What you are asked to do
Pull out every line of the rows below that contains the word "tree", and copy each one unchanged.

--- start of Exercise data ---

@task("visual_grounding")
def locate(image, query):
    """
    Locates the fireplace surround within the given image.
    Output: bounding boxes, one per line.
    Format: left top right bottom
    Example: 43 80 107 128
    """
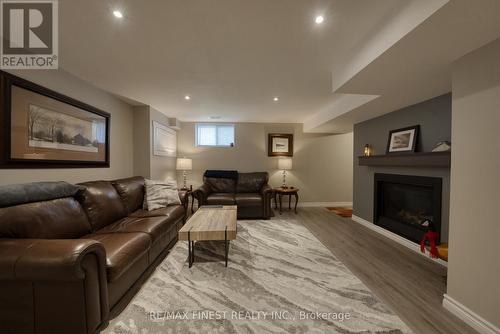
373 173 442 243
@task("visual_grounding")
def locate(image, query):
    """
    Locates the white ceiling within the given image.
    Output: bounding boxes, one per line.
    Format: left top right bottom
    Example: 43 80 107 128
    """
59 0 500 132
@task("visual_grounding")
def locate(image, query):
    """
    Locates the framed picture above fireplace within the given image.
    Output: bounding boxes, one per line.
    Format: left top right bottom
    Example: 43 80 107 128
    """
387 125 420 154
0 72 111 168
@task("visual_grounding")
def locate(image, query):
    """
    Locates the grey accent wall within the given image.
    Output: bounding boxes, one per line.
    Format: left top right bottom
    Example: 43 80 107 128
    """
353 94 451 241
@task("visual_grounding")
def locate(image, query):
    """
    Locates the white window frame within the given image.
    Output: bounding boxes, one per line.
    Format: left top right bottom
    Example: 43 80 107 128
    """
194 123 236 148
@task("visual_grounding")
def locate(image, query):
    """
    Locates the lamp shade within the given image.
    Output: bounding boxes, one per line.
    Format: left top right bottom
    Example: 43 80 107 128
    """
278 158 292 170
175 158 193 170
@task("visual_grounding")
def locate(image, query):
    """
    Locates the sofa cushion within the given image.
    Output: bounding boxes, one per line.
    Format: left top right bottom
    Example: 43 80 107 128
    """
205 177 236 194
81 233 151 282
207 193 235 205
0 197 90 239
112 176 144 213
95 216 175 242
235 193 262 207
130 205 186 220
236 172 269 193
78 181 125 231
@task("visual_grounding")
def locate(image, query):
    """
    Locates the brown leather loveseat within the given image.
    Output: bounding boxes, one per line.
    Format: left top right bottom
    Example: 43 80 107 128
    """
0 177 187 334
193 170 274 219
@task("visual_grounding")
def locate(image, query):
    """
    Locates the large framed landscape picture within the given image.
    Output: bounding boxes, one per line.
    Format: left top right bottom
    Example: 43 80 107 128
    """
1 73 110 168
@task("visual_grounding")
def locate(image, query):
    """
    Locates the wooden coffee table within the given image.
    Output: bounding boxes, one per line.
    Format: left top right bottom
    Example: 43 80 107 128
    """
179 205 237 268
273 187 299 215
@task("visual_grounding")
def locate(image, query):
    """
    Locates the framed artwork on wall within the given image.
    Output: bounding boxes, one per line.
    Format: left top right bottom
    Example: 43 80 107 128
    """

--- end of Exercise data ---
--- start of Exercise data ---

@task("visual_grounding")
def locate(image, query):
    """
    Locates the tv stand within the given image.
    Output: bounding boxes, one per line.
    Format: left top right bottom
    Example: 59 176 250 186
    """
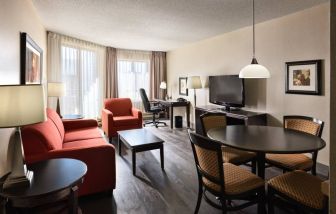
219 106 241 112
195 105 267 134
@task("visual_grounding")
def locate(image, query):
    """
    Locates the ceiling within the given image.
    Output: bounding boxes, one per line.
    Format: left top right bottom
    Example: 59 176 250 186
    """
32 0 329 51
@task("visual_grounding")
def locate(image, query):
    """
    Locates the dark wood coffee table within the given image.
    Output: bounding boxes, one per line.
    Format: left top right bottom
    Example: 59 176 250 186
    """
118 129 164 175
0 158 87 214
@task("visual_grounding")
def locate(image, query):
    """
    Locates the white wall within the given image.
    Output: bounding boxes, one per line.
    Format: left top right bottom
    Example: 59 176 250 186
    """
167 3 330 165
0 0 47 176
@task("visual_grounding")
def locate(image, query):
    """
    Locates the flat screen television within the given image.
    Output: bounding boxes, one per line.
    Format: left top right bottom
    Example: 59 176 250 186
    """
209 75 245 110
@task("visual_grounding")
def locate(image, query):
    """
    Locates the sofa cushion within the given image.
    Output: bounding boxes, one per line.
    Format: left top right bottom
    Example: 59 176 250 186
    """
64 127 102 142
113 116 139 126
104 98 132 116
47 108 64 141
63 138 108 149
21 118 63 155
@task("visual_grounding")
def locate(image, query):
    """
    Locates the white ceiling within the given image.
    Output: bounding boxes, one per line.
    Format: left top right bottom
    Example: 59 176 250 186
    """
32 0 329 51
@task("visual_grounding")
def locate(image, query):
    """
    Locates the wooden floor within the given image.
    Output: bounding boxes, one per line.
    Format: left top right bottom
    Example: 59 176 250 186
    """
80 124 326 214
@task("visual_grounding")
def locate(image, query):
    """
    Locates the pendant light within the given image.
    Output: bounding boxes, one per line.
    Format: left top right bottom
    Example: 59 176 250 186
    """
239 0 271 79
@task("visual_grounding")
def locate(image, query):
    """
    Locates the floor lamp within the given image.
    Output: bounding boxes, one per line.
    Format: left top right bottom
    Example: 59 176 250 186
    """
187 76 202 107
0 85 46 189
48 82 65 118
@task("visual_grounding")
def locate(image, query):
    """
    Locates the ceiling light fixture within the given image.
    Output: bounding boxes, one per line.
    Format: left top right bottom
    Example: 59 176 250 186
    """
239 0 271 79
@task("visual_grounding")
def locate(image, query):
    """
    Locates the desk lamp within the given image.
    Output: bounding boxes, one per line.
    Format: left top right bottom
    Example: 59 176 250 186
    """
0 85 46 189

--- end of Exercise data ---
--- start of Exercise data ---

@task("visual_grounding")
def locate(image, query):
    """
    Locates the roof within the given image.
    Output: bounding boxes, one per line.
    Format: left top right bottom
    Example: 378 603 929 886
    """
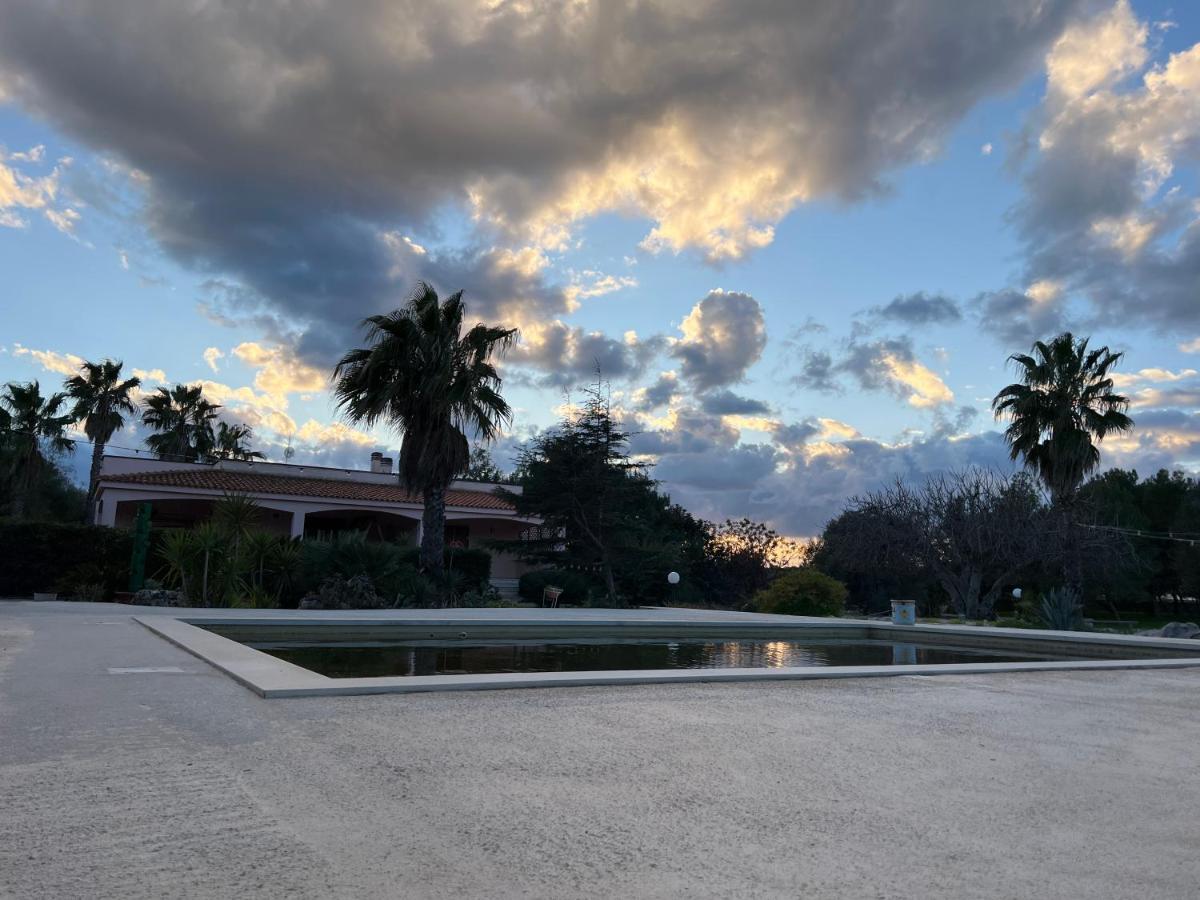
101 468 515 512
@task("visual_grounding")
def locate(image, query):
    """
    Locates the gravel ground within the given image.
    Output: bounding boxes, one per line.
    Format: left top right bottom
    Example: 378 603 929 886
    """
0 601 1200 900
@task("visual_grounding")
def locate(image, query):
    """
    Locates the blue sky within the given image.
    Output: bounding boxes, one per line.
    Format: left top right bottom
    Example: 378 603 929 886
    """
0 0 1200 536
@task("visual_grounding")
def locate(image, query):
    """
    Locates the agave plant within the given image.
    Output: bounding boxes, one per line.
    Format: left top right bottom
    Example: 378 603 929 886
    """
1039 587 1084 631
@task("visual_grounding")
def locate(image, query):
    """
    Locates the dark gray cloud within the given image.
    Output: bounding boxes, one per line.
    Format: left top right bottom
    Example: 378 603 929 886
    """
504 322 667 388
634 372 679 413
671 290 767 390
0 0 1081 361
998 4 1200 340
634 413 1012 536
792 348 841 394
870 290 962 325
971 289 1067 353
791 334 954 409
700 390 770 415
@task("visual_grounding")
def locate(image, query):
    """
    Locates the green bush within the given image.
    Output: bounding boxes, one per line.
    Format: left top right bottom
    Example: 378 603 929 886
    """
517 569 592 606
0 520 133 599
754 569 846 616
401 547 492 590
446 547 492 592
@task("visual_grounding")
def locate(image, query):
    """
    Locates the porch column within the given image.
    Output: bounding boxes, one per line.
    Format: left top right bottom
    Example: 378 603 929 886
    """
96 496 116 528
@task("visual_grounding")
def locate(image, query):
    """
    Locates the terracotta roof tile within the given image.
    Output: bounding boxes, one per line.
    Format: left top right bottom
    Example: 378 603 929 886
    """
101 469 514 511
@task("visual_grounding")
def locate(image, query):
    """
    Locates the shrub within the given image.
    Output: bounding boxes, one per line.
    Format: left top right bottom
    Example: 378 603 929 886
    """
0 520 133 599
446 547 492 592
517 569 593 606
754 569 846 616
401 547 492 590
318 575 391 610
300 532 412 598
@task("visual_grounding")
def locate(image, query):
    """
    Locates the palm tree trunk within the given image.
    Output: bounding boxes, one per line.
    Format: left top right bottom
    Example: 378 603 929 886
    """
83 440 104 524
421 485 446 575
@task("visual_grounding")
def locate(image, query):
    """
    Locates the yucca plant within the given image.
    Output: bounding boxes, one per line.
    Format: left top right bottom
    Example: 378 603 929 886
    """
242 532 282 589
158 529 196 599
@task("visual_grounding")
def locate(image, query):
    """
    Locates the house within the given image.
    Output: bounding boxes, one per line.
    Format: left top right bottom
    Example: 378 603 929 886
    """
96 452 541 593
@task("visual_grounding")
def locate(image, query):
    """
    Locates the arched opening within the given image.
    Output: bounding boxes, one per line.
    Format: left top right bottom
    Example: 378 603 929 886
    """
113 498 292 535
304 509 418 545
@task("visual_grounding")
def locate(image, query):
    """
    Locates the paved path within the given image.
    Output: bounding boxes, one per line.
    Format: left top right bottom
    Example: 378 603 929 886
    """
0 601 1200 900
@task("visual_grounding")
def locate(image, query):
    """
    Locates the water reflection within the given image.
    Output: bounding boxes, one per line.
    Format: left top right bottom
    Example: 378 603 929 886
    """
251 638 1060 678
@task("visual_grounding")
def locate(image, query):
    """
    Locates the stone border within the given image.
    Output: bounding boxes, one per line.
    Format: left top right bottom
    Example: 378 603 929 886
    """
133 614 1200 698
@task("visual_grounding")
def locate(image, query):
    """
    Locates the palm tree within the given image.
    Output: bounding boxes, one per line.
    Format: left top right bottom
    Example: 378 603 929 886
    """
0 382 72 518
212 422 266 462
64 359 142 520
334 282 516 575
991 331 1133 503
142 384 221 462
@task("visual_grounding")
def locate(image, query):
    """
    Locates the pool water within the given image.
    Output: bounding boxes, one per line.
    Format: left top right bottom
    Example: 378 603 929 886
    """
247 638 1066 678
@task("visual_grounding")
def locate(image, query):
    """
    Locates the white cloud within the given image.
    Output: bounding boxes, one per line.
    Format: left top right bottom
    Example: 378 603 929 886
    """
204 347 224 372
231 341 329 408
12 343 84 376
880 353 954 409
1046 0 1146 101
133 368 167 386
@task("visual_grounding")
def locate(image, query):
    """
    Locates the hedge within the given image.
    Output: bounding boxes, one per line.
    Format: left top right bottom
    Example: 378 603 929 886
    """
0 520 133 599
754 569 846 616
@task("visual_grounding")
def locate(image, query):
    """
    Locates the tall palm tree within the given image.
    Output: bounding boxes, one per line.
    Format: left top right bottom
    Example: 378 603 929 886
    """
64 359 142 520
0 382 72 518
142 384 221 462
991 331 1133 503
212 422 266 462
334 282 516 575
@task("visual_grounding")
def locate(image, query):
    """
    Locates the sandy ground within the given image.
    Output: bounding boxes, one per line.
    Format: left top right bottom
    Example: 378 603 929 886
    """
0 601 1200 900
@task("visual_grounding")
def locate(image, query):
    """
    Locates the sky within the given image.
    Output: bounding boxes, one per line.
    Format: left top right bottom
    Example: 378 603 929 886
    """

--- end of Exercise data ---

Solution to this problem
    Locates the palm tree trunk within the given image.
    Locates the palm tree within the given image.
    Locates the tall palm tree within the given image.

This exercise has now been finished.